Exercise description:
Report each line of the data that has "water" somewhere in it.

Records for the task:
______
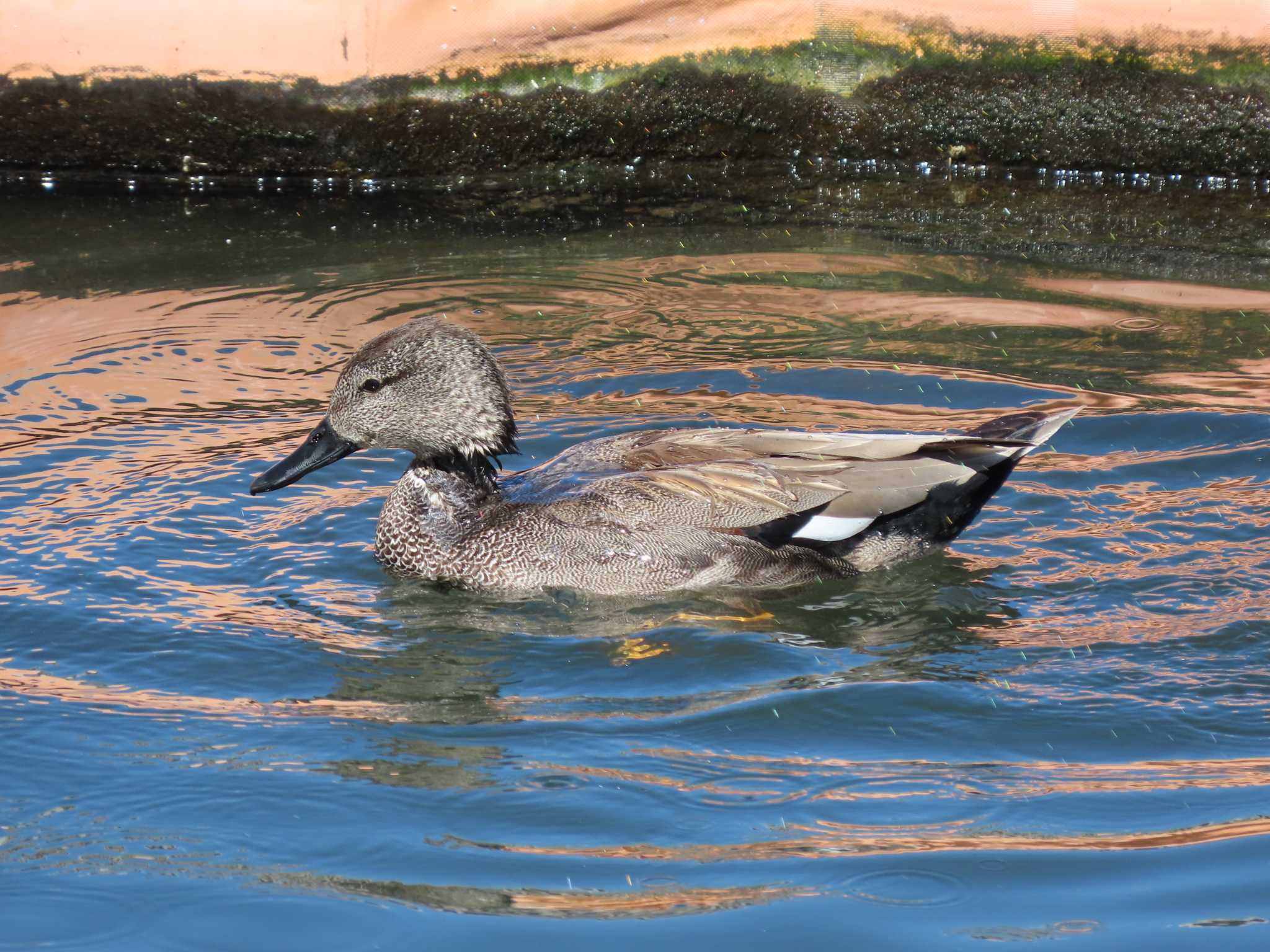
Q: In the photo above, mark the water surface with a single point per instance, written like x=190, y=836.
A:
______
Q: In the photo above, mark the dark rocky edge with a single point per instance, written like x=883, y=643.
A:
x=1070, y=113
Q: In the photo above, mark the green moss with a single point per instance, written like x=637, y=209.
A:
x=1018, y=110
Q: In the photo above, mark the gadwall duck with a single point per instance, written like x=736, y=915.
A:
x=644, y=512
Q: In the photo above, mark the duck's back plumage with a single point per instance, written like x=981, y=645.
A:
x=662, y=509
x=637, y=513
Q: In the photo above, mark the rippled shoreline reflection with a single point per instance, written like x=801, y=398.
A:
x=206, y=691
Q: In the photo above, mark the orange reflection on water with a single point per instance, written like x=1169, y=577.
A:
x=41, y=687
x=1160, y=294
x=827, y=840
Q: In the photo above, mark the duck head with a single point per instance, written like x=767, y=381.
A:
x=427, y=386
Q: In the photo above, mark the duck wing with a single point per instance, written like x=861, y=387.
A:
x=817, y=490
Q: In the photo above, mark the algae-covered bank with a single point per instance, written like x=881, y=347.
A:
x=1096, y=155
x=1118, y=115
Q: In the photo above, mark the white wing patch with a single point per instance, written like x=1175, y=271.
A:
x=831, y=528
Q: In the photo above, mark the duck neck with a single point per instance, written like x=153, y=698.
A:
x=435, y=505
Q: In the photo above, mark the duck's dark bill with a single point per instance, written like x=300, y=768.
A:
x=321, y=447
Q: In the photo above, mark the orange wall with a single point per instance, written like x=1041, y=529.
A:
______
Task result:
Q: In the photo above, mark the water surface with a single point per instance, written like x=190, y=836.
Q: In the photo above, mark the orange reflection on water with a single point per instance, written like x=1169, y=577.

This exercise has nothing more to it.